[Raw records]
--------------------------------------------------

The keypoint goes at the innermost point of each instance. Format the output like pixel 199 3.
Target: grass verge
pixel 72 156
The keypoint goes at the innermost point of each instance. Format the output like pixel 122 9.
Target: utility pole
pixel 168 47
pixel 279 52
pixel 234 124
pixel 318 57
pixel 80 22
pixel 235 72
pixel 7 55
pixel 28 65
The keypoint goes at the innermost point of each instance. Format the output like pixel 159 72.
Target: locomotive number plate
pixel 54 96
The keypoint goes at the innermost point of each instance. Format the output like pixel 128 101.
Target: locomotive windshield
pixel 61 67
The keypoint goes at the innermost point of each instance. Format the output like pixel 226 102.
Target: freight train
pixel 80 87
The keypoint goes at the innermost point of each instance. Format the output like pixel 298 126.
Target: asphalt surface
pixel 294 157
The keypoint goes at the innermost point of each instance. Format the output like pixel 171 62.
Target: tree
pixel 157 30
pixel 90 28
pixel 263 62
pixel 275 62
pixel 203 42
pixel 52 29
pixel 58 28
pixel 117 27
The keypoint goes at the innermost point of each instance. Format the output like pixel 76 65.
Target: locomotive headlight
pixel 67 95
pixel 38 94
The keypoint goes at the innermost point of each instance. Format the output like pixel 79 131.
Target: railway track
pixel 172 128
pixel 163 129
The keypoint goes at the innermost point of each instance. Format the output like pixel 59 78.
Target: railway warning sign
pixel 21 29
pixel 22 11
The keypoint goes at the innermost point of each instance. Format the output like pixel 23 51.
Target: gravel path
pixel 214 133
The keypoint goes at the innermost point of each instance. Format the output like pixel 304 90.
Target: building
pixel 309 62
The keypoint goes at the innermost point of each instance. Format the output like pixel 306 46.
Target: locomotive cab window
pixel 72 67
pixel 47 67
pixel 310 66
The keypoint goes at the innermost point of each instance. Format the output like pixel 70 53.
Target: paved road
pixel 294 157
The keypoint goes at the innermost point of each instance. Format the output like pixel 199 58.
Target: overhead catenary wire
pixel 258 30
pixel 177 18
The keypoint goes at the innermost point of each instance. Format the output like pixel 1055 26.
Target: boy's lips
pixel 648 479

--------------------------------------------------

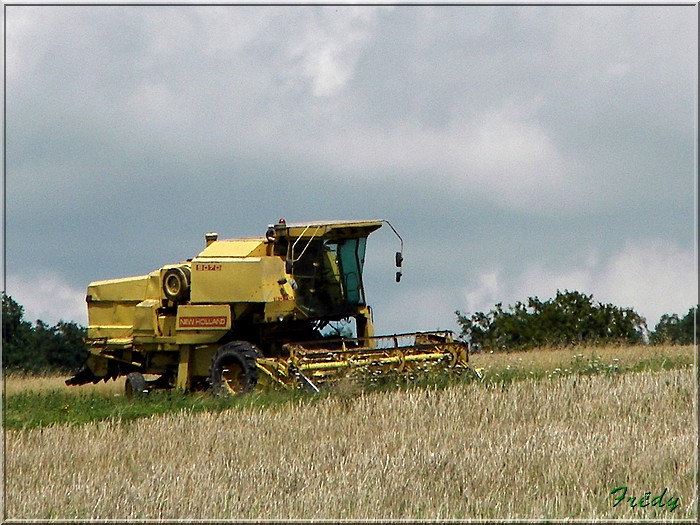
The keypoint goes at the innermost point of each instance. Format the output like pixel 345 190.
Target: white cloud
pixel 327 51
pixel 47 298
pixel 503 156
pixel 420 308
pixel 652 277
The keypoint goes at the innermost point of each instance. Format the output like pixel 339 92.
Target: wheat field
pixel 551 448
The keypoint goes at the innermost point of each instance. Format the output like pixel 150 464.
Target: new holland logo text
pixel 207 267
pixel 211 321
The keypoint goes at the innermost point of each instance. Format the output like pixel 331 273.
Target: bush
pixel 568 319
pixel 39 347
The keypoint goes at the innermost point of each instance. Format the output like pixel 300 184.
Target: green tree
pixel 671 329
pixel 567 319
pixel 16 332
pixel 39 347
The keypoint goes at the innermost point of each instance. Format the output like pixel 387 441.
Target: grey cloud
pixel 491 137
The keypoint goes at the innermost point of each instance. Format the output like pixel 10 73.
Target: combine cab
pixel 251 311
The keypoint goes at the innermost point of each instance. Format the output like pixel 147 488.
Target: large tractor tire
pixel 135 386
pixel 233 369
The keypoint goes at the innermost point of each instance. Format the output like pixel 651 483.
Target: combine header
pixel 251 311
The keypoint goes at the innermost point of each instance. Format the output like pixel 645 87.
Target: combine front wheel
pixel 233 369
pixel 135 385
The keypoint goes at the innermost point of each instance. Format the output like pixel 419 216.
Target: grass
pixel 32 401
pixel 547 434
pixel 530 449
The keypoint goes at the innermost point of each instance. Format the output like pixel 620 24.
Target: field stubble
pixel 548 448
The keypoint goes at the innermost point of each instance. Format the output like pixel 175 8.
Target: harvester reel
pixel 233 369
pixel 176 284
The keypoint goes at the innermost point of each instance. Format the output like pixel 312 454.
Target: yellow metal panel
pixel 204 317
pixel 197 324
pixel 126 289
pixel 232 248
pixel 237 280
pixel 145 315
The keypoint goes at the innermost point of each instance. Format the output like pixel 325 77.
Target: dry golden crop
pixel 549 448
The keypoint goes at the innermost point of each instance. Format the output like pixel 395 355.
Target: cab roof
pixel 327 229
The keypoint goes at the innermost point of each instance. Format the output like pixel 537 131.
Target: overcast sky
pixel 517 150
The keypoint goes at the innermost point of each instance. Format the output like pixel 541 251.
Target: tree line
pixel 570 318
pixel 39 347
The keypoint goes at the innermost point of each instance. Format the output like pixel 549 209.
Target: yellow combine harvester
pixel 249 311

--------------------------------------------------

• _GIVEN TASK_
Please pull out every line in the items above that contains the word "yellow".

• _EXPECTED ANSWER_
Target: yellow metal panel
Target: yellow combine harvester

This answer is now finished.